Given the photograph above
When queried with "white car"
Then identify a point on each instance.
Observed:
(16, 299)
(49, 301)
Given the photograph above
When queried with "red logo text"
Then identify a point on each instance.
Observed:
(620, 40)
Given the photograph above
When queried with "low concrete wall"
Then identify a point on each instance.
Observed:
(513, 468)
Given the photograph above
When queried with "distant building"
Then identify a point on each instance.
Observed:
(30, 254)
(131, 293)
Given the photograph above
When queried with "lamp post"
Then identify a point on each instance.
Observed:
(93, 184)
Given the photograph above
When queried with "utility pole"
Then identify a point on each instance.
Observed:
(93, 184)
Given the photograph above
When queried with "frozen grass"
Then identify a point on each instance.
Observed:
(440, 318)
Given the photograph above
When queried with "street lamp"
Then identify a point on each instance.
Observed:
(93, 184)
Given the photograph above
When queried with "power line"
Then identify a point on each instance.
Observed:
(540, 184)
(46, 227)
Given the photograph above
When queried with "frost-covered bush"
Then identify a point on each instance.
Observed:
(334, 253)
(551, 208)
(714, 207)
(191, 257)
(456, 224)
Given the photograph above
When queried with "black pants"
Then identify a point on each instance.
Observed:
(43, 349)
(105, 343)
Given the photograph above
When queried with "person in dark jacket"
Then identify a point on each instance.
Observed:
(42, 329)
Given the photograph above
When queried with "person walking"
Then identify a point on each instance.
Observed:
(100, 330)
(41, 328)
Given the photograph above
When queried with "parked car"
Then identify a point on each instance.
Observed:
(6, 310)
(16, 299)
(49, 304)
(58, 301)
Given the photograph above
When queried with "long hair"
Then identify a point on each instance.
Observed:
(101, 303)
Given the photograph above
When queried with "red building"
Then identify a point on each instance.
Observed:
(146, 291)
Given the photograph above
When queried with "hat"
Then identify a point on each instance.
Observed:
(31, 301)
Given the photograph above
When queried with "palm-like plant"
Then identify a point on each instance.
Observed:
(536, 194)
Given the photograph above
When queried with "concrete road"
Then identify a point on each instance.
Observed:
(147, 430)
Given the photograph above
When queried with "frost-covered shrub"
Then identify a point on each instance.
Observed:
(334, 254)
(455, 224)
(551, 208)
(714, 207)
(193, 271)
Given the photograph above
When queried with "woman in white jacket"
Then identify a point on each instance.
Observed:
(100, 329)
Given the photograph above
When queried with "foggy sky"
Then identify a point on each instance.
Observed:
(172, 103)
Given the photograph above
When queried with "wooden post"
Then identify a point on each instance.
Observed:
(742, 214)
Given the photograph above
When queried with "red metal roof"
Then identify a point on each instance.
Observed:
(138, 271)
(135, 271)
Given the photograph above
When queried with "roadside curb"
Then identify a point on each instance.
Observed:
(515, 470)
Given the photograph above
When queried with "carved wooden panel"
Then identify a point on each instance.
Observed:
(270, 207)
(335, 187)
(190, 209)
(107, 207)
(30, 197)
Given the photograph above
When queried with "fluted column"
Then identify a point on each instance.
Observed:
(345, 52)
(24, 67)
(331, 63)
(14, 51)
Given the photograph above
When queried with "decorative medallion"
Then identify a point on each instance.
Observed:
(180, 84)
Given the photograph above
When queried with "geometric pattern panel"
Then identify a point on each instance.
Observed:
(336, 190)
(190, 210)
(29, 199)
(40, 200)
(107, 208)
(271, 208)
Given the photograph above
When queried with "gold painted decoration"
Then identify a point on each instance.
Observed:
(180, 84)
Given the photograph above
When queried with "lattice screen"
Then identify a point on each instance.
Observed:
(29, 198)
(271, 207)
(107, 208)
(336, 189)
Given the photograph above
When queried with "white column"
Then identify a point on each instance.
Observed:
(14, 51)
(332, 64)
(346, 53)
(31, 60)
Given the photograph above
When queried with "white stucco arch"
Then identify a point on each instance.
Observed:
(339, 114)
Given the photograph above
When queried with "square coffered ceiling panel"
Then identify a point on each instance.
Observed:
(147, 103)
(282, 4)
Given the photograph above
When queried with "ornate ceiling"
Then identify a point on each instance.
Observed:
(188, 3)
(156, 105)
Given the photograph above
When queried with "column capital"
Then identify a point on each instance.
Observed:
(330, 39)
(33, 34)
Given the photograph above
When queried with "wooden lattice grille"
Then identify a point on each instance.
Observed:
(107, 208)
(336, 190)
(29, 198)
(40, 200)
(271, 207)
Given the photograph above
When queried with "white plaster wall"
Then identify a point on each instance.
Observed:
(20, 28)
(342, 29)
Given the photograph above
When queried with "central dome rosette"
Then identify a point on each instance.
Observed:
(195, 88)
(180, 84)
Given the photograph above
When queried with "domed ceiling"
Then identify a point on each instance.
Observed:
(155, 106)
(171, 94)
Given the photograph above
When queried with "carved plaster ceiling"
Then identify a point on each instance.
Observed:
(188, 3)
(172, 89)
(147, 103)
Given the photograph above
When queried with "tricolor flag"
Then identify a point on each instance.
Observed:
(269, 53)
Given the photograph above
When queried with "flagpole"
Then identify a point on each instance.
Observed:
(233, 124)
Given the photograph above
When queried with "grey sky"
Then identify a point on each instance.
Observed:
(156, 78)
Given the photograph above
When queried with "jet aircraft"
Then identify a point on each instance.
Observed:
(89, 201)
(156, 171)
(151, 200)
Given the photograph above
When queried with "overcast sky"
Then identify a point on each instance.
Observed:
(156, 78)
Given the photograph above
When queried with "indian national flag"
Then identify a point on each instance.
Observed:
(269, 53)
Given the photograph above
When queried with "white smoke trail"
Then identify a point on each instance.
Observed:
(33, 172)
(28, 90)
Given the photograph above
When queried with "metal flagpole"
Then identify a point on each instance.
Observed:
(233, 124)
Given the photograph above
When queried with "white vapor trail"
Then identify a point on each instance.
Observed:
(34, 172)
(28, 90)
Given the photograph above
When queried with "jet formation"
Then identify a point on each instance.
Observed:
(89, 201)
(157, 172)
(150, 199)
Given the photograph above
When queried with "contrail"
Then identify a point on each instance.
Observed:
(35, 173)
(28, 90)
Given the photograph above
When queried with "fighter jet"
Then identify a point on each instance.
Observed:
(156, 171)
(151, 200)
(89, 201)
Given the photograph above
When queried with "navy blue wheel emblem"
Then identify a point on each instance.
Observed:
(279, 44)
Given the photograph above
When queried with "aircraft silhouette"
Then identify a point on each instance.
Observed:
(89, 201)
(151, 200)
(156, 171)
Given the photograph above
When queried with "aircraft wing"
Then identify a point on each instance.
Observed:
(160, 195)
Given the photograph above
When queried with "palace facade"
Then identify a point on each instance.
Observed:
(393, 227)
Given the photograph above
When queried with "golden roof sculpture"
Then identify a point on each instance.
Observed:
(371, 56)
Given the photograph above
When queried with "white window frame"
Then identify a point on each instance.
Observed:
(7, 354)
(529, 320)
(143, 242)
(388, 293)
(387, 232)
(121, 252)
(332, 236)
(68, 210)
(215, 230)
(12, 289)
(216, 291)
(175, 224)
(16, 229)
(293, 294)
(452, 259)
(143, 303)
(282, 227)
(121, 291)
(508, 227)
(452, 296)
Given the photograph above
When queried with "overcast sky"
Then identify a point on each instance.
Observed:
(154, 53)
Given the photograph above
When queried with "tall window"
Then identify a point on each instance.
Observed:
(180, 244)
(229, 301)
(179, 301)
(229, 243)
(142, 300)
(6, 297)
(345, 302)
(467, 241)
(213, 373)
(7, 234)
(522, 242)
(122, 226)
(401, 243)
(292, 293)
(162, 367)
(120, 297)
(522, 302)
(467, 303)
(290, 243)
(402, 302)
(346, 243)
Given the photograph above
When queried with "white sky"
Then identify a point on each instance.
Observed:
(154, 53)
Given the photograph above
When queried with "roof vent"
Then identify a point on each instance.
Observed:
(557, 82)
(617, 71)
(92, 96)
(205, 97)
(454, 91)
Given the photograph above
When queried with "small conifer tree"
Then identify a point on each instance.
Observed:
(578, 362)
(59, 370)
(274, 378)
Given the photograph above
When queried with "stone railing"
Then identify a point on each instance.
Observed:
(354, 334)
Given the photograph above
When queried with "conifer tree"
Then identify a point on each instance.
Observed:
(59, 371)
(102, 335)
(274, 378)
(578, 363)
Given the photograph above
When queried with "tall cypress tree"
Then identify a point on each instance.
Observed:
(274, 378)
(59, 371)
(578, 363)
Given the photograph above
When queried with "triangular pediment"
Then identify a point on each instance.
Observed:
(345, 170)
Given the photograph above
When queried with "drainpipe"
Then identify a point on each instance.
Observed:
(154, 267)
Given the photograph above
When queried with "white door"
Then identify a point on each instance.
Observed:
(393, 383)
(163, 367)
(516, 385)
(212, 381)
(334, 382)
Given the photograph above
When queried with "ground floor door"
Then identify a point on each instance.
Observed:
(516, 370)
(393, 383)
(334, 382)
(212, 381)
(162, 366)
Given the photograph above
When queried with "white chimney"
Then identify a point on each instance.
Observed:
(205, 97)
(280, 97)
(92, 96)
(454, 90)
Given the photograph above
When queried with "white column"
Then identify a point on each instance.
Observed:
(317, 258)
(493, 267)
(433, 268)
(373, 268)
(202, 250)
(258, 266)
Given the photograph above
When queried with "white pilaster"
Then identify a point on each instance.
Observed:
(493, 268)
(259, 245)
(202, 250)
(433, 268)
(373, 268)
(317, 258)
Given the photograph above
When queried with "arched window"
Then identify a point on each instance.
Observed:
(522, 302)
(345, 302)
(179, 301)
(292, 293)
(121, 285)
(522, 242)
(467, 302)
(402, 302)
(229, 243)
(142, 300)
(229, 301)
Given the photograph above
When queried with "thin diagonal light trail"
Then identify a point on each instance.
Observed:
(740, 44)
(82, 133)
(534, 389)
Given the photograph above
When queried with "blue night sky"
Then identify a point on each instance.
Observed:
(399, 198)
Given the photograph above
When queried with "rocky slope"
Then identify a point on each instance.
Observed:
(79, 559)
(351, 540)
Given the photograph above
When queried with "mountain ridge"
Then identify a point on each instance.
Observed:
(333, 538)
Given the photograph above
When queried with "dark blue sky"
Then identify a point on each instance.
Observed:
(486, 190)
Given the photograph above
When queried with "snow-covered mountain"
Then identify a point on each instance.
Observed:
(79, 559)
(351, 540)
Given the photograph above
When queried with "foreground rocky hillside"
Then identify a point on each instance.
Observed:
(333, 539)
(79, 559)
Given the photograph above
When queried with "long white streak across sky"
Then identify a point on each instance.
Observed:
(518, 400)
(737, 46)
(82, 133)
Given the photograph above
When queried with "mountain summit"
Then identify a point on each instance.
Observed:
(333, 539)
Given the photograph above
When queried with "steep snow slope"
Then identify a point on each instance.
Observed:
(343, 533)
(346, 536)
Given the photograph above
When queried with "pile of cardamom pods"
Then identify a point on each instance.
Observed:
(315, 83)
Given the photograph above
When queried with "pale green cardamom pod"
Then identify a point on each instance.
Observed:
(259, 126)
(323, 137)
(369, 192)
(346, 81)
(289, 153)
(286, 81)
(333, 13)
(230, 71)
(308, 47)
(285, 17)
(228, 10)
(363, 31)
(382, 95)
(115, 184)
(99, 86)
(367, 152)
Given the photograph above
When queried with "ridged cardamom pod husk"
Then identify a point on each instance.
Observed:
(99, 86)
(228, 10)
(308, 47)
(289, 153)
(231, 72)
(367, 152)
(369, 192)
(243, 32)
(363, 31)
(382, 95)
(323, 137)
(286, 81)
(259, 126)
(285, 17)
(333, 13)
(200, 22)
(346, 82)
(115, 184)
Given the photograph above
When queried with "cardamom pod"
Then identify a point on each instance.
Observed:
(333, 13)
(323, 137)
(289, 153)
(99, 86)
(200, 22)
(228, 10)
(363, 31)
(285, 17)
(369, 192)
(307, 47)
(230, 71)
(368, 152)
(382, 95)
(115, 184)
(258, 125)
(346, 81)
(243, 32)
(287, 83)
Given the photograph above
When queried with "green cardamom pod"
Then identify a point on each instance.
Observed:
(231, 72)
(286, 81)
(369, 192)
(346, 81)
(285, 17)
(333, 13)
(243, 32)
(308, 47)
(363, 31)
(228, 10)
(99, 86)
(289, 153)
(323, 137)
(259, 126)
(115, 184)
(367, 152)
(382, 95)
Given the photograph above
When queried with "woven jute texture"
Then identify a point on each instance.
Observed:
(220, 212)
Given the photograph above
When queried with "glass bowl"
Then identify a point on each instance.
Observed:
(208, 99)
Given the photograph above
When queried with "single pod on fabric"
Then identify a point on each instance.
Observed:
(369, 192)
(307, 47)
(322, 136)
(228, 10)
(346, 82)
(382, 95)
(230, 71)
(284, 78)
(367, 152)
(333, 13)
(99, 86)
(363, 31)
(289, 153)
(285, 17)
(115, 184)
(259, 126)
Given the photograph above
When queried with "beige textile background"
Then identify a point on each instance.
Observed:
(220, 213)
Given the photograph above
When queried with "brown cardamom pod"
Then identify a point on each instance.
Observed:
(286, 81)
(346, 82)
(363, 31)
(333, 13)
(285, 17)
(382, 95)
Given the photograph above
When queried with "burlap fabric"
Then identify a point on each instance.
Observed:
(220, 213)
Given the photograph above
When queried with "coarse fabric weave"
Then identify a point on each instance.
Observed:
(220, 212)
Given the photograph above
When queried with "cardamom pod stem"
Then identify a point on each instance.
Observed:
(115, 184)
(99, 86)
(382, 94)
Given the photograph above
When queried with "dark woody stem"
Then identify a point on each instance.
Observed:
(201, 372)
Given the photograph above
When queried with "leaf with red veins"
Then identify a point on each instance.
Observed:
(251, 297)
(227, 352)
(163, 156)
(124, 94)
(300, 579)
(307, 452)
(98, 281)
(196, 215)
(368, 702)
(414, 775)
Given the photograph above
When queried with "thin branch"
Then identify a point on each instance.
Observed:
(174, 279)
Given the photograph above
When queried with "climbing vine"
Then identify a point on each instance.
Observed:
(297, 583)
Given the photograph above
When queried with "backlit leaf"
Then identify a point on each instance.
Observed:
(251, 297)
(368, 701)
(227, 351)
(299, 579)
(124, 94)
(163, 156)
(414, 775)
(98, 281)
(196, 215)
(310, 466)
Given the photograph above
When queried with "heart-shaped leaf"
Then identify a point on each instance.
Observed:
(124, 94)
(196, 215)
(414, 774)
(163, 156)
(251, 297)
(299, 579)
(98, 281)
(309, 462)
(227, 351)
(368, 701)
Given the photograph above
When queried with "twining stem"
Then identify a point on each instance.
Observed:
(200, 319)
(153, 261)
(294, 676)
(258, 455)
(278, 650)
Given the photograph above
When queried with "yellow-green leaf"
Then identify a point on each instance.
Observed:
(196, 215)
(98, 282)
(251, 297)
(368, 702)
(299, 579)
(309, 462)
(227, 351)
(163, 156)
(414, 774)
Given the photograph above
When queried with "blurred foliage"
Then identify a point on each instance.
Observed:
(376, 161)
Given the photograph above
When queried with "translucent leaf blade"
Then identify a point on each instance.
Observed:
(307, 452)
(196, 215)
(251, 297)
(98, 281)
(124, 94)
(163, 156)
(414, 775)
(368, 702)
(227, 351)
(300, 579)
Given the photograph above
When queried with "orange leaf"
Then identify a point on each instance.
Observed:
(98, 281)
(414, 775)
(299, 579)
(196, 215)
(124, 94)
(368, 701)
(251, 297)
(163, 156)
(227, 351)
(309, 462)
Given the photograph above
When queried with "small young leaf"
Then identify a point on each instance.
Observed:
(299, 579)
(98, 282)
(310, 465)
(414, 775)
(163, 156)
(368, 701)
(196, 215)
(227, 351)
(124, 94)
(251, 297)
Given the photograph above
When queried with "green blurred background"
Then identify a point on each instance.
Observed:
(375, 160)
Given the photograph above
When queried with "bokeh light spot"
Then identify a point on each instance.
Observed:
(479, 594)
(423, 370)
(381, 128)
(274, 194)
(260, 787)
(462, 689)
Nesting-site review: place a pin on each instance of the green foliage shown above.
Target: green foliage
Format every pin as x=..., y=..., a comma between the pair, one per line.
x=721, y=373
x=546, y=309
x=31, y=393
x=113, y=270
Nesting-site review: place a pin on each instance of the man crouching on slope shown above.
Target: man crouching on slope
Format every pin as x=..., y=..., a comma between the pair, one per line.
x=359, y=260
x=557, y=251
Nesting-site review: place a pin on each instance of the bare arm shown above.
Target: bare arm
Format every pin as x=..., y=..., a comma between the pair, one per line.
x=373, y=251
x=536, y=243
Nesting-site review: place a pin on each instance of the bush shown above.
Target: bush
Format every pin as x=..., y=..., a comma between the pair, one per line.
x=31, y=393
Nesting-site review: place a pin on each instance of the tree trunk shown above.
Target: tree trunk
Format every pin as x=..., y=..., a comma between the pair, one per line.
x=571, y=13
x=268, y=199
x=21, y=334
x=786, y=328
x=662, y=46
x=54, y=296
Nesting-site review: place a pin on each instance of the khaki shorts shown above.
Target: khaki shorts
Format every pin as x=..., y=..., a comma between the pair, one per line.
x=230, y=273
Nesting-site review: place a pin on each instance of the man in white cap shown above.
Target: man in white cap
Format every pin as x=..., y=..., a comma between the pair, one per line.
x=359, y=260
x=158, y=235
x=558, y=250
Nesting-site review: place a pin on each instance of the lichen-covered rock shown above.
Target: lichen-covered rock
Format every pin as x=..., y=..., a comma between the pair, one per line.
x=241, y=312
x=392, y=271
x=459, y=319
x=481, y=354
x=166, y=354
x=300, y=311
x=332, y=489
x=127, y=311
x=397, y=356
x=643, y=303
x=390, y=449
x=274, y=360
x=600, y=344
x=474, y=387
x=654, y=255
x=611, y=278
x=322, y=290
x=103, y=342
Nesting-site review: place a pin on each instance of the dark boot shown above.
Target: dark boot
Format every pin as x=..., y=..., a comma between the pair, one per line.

* [WORK INSTRUCTION] Scan the material above. Copy each line where "ceiling" occurs.

* [SOLUTION BELOW]
When queried with "square coffered ceiling panel"
When queried with "ornate ceiling"
When queried with "domed ceiling"
When queried with "carved plaster ceiling"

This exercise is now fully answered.